> [Stored rows]:
---

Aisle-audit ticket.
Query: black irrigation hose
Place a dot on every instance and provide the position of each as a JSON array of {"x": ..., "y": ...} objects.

---

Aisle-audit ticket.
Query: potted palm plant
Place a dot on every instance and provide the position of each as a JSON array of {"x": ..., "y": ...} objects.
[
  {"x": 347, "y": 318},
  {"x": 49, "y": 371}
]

---

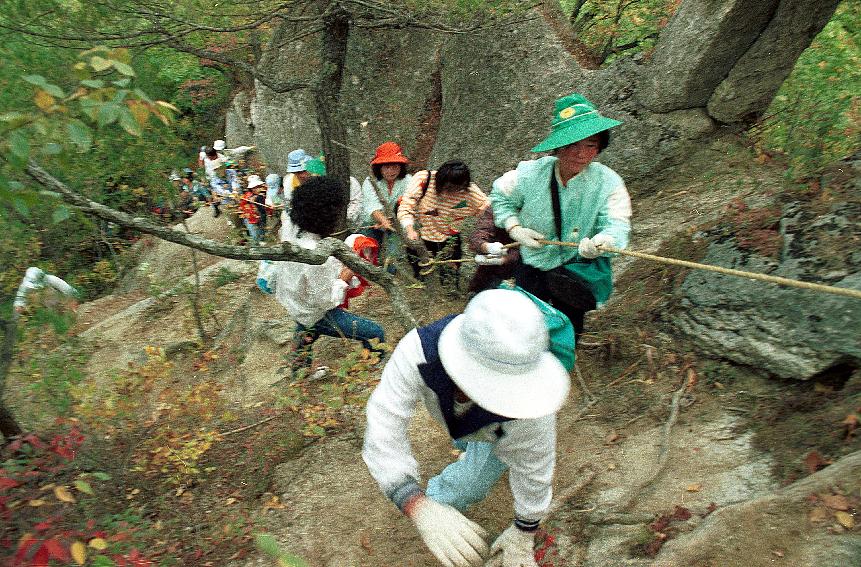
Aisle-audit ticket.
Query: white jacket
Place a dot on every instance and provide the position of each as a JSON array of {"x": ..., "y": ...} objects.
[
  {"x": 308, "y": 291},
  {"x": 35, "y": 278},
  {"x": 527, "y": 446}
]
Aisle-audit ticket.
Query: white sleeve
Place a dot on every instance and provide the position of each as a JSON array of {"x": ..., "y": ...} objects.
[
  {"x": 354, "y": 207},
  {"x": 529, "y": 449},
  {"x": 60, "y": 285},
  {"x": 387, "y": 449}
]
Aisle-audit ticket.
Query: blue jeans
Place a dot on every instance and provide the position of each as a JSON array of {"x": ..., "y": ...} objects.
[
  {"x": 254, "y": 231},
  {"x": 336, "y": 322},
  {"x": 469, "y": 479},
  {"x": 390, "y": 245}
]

---

> [Goal]:
How many lines of the data above contain the string "Query"? Reply with the number alone.

> [Written reply]:
5